Give the entries below again, word for word, and leave out the images.

*** MATERIALS PROVIDED

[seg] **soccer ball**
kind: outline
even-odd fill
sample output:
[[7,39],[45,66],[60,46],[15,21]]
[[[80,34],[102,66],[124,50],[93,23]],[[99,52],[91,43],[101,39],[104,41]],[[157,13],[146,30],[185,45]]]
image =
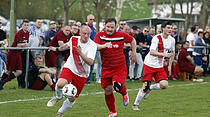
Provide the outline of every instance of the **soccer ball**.
[[77,88],[73,84],[67,84],[62,89],[63,95],[67,98],[73,98],[77,94]]

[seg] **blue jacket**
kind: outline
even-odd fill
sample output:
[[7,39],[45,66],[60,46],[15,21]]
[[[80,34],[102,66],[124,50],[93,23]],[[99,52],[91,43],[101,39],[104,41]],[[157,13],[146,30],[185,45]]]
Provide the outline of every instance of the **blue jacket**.
[[[200,38],[198,38],[195,41],[195,46],[206,46],[206,44],[203,43]],[[201,54],[201,55],[203,54],[203,48],[195,48],[194,51],[197,52],[198,54]]]
[[88,26],[89,26],[90,29],[91,29],[90,39],[91,39],[91,40],[94,40],[94,38],[95,38],[95,36],[96,36],[96,29],[95,29],[93,26],[89,25],[89,24],[88,24]]

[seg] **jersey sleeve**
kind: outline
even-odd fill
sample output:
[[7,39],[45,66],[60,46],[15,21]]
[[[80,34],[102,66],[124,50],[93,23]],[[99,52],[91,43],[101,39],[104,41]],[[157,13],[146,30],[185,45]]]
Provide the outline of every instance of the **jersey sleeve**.
[[57,36],[57,39],[58,41],[65,41],[65,37],[61,33]]
[[155,36],[155,37],[152,39],[152,43],[151,43],[151,46],[150,46],[150,50],[157,50],[157,48],[158,48],[158,43],[159,43],[159,40],[158,40],[157,36]]
[[127,33],[124,33],[124,41],[125,43],[131,43],[133,41],[133,37],[128,35]]
[[171,47],[171,50],[175,52],[175,39],[172,38],[173,41],[172,41],[172,47]]
[[95,59],[96,56],[96,50],[97,50],[97,45],[95,42],[91,43],[91,46],[89,48],[89,51],[87,53],[87,57],[91,59]]
[[69,41],[67,42],[67,45],[70,47],[71,49],[71,44],[72,44],[72,37],[69,39]]
[[100,44],[100,32],[96,34],[96,36],[94,38],[94,42],[97,44]]

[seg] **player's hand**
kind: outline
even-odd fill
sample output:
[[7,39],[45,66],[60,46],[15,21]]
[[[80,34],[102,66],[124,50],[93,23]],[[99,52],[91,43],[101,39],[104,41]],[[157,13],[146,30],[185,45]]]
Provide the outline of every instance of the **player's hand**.
[[136,54],[135,53],[132,53],[130,60],[131,60],[131,64],[136,62]]
[[78,54],[80,55],[82,53],[82,48],[78,45],[76,47]]
[[166,58],[170,58],[172,56],[172,53],[166,53],[166,54],[164,54],[164,57],[166,57]]
[[50,46],[48,51],[50,51],[50,50],[56,51],[56,47]]
[[104,44],[105,48],[112,48],[112,43],[108,42]]

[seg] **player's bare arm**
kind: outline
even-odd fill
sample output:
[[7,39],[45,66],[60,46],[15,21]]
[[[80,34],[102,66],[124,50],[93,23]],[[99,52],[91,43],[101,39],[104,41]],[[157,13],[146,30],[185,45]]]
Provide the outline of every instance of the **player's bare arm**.
[[58,41],[59,46],[62,46],[63,44],[65,44],[63,41]]
[[64,51],[64,50],[67,50],[67,49],[69,49],[69,46],[68,46],[67,43],[63,44],[62,46],[58,47],[57,49],[56,49],[56,47],[50,46],[49,50],[52,50],[52,51]]
[[82,48],[80,46],[76,47],[78,54],[80,55],[80,57],[83,59],[83,61],[85,63],[87,63],[88,65],[92,65],[94,60],[91,58],[88,58],[84,53],[82,53]]
[[26,47],[28,43],[18,43],[17,47]]
[[112,43],[108,42],[105,44],[97,44],[97,50],[102,50],[104,48],[112,48]]
[[41,73],[49,73],[49,74],[56,74],[55,70],[49,69],[49,68],[41,68],[39,69],[39,72]]
[[131,64],[133,64],[136,61],[136,40],[133,39],[131,42],[131,49],[132,49],[132,55],[131,55]]
[[150,55],[170,58],[172,53],[161,53],[161,52],[158,52],[156,50],[151,49],[150,50]]
[[186,56],[186,58],[187,58],[187,60],[190,61],[191,63],[193,62],[193,58],[192,58],[190,55]]
[[169,59],[169,65],[168,65],[168,71],[169,71],[169,75],[171,75],[171,66],[172,66],[172,63],[173,63],[173,61],[174,61],[174,56],[175,56],[175,52],[174,51],[172,51],[171,52],[172,54],[171,54],[171,57],[170,57],[170,59]]

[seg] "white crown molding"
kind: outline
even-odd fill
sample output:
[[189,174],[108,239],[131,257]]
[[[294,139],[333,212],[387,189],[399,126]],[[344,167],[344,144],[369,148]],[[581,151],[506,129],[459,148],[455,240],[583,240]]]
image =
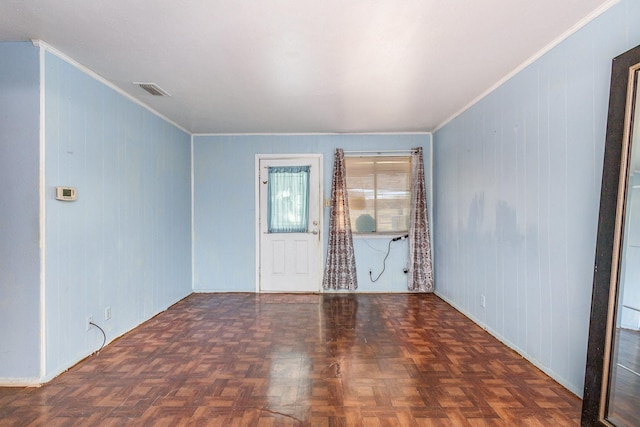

******

> [WRITTEN RESPONSE]:
[seg] **soccer ball**
kind: outline
even-odd fill
sample output:
[[7,39],[45,66],[60,46],[15,21]]
[[[80,34],[102,66],[124,50],[93,23]],[[99,52],[91,43],[101,39],[104,41]],[[157,13],[146,30],[185,45]]]
image =
Provide the outline of every instance of the **soccer ball**.
[[77,88],[73,84],[67,84],[62,89],[63,95],[67,98],[73,98],[77,94]]

[seg] **blue jacket**
kind: outline
even-odd fill
sample output:
[[7,39],[45,66],[60,46],[15,21]]
[[[80,34],[102,66],[124,50],[93,23]],[[99,52],[91,43],[101,39],[104,41]],[[157,13],[146,30],[185,45]]]
Provide the outline of every instance of the **blue jacket**.
[[[200,38],[198,38],[195,41],[195,46],[206,46],[206,44],[203,43]],[[201,54],[201,55],[203,54],[203,48],[195,48],[194,51],[197,52],[198,54]]]
[[88,26],[89,26],[90,29],[91,29],[90,39],[91,39],[91,40],[94,40],[94,38],[95,38],[95,36],[96,36],[96,29],[95,29],[93,26],[89,25],[89,24],[88,24]]

[seg] **jersey sleeve**
kind: outline
even-odd fill
sample output:
[[7,39],[45,66],[60,46],[15,21]]
[[[80,34],[102,66],[124,50],[93,23]],[[99,52],[91,43],[101,39],[104,41]],[[157,13],[146,30],[185,45]]]
Provide the outline of every instance of the **jersey sleeve**.
[[57,36],[57,39],[58,41],[65,41],[65,37],[61,33]]
[[155,36],[155,37],[152,39],[152,43],[151,43],[151,46],[150,46],[150,50],[157,50],[157,48],[158,48],[158,43],[159,43],[159,40],[158,40],[157,36]]
[[127,33],[124,33],[124,41],[125,43],[131,43],[133,41],[133,37],[128,35]]
[[171,47],[171,50],[175,52],[175,39],[172,38],[173,41],[172,41],[172,47]]
[[95,59],[96,56],[96,50],[97,50],[97,45],[95,42],[91,43],[91,46],[89,48],[89,51],[87,53],[87,57],[91,59]]
[[69,41],[67,42],[67,45],[70,47],[71,49],[71,44],[72,44],[72,37],[69,39]]
[[100,44],[100,32],[96,34],[96,36],[94,38],[94,42],[97,44]]

[seg] **player's hand**
kind: outline
even-odd fill
sample output:
[[7,39],[45,66],[60,46],[15,21]]
[[[80,34],[102,66],[124,50],[93,23]],[[99,52],[91,43],[101,39],[104,41]],[[157,13],[146,30],[185,45]]]
Provide the outline of every instance of the **player's hand**.
[[136,54],[135,53],[132,53],[130,60],[131,60],[131,64],[136,62]]
[[78,54],[80,55],[82,53],[82,48],[78,45],[76,47]]
[[166,58],[170,58],[172,56],[172,53],[166,53],[166,54],[164,54],[164,57],[166,57]]
[[50,46],[48,51],[50,51],[50,50],[56,51],[56,47]]
[[104,44],[105,48],[112,48],[112,43],[108,42]]

[seg] **player's bare arm**
kind: outline
even-odd fill
sample output:
[[7,39],[45,66],[60,46],[15,21]]
[[[80,34],[102,66],[124,50],[93,23]],[[99,52],[91,43],[101,39],[104,41]],[[157,13],[146,30],[185,45]]]
Provide the outline of every instance of the **player's bare arm**.
[[58,41],[59,46],[62,46],[63,44],[65,44],[63,41]]
[[64,51],[64,50],[67,50],[67,49],[69,49],[69,46],[68,46],[67,43],[63,44],[62,46],[58,47],[57,49],[56,49],[56,47],[50,46],[49,50],[52,50],[52,51]]
[[82,48],[80,46],[76,47],[78,54],[80,55],[80,57],[83,59],[83,61],[85,63],[87,63],[88,65],[92,65],[94,60],[91,58],[88,58],[84,53],[82,53]]
[[26,47],[28,43],[18,43],[17,47]]
[[112,43],[108,42],[105,44],[97,44],[97,50],[102,50],[104,48],[112,48]]
[[41,73],[49,73],[49,74],[56,74],[55,70],[49,69],[49,68],[41,68],[39,69],[39,72]]
[[131,64],[133,64],[136,61],[136,40],[133,39],[131,42],[131,49],[132,49],[132,55],[131,55]]
[[150,55],[170,58],[172,53],[161,53],[161,52],[158,52],[156,50],[151,49],[150,50]]
[[186,56],[186,58],[187,58],[187,60],[190,61],[191,63],[193,62],[193,58],[192,58],[190,55]]
[[169,59],[169,65],[168,65],[168,71],[169,71],[169,75],[171,75],[171,66],[172,66],[172,63],[173,63],[173,61],[174,61],[174,56],[175,56],[175,52],[174,51],[172,51],[171,52],[172,54],[171,54],[171,57],[170,57],[170,59]]

[seg] "white crown molding"
kind: outline
even-odd fill
sample output:
[[189,174],[108,239],[131,257]]
[[[294,139],[333,212],[387,189],[399,126]],[[344,167],[344,144],[369,148]],[[581,151],[506,129],[459,148],[455,240],[583,240]]]
image =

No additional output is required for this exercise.